** Task details **
Pull every line of the material below and reproduce each one word for word, with no changes.

** Data provided **

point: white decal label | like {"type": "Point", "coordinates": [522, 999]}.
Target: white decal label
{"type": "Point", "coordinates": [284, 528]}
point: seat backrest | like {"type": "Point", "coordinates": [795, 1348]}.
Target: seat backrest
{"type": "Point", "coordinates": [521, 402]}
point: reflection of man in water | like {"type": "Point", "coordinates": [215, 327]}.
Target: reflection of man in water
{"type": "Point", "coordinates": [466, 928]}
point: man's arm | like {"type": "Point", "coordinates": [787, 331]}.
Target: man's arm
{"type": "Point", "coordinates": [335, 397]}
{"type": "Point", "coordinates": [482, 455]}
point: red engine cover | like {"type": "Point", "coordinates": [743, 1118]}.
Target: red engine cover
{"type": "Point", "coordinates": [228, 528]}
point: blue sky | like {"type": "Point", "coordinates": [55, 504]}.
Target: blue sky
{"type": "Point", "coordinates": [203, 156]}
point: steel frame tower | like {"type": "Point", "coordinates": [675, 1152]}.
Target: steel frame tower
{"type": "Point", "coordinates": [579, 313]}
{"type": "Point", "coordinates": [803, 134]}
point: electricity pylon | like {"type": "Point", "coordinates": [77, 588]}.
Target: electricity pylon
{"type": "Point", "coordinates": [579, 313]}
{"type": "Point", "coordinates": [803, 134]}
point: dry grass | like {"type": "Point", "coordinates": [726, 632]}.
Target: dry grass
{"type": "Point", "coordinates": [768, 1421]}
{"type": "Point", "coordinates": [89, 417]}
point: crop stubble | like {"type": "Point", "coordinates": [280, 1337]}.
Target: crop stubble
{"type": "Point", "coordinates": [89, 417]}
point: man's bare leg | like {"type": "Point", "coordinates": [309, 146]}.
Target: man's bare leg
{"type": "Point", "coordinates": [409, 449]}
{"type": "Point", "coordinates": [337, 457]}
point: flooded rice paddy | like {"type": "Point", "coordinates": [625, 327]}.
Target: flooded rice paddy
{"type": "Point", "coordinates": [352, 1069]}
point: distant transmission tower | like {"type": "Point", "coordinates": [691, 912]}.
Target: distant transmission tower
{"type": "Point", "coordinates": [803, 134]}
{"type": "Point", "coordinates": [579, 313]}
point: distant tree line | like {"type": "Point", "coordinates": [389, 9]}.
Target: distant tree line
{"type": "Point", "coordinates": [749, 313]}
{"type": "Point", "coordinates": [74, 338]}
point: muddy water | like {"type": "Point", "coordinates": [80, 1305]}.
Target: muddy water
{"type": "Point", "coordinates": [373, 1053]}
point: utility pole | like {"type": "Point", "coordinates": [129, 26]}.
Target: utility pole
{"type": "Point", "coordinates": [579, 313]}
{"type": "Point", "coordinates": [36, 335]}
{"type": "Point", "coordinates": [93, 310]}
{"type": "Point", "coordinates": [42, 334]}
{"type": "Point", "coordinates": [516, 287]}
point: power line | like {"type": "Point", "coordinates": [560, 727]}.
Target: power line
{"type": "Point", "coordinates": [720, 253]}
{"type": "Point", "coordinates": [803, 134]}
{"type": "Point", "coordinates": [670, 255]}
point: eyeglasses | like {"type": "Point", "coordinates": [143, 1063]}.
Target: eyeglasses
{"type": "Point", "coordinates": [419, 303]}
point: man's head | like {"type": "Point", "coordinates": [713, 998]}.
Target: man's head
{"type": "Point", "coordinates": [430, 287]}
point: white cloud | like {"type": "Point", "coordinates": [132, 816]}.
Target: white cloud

** Solution for this problem **
point: white decal label | like {"type": "Point", "coordinates": [522, 999]}.
Target: white decal label
{"type": "Point", "coordinates": [284, 528]}
point: seat backrest | like {"type": "Point", "coordinates": [795, 1348]}.
Target: seat backrest
{"type": "Point", "coordinates": [521, 402]}
point: reflection of man in water | like {"type": "Point", "coordinates": [215, 327]}.
Target: reflection of man in water
{"type": "Point", "coordinates": [466, 928]}
point: man's arm | like {"type": "Point", "coordinates": [787, 331]}.
Target: man's arm
{"type": "Point", "coordinates": [335, 397]}
{"type": "Point", "coordinates": [482, 455]}
point: red engine cover | like {"type": "Point", "coordinates": [743, 1118]}.
Target: red engine cover
{"type": "Point", "coordinates": [228, 528]}
point: blue sky | like {"type": "Point", "coordinates": [55, 504]}.
Target: blue sky
{"type": "Point", "coordinates": [203, 156]}
point: steel frame tower | like {"type": "Point", "coordinates": [675, 1152]}.
Target: steel frame tower
{"type": "Point", "coordinates": [579, 313]}
{"type": "Point", "coordinates": [803, 134]}
point: electricity pylon | like {"type": "Point", "coordinates": [77, 588]}.
Target: electricity pylon
{"type": "Point", "coordinates": [579, 313]}
{"type": "Point", "coordinates": [803, 134]}
point: dry grass | like {"type": "Point", "coordinates": [726, 632]}.
Target: dry grass
{"type": "Point", "coordinates": [768, 1421]}
{"type": "Point", "coordinates": [89, 417]}
point: crop stubble | like {"type": "Point", "coordinates": [280, 1337]}.
Target: crop stubble
{"type": "Point", "coordinates": [89, 417]}
point: man's bare leg | like {"type": "Point", "coordinates": [309, 146]}.
Target: man's bare leg
{"type": "Point", "coordinates": [409, 449]}
{"type": "Point", "coordinates": [337, 457]}
point: flooded rice paddy | like {"type": "Point", "coordinates": [625, 327]}.
Target: flooded rice paddy
{"type": "Point", "coordinates": [352, 1069]}
point: distant transmission tower | like {"type": "Point", "coordinates": [691, 912]}.
Target: distant transmission tower
{"type": "Point", "coordinates": [803, 134]}
{"type": "Point", "coordinates": [579, 313]}
point: distant tree line | like {"type": "Point", "coordinates": [389, 9]}.
Target: distant tree line
{"type": "Point", "coordinates": [749, 313]}
{"type": "Point", "coordinates": [74, 338]}
point: muddy water | like {"type": "Point", "coordinates": [80, 1305]}.
Target: muddy water
{"type": "Point", "coordinates": [373, 1053]}
point: utility pole | like {"type": "Point", "coordinates": [129, 26]}.
Target: utility pole
{"type": "Point", "coordinates": [579, 313]}
{"type": "Point", "coordinates": [36, 335]}
{"type": "Point", "coordinates": [93, 310]}
{"type": "Point", "coordinates": [42, 334]}
{"type": "Point", "coordinates": [516, 287]}
point: power line | like {"type": "Point", "coordinates": [560, 727]}.
Target: power line
{"type": "Point", "coordinates": [720, 253]}
{"type": "Point", "coordinates": [803, 134]}
{"type": "Point", "coordinates": [670, 255]}
point: eyeglasses | like {"type": "Point", "coordinates": [143, 1063]}.
Target: eyeglasses
{"type": "Point", "coordinates": [419, 303]}
point: man's head | like {"type": "Point", "coordinates": [713, 998]}.
Target: man's head
{"type": "Point", "coordinates": [430, 287]}
point: white cloud | like {"type": "Point", "coordinates": [132, 816]}.
Target: white cloud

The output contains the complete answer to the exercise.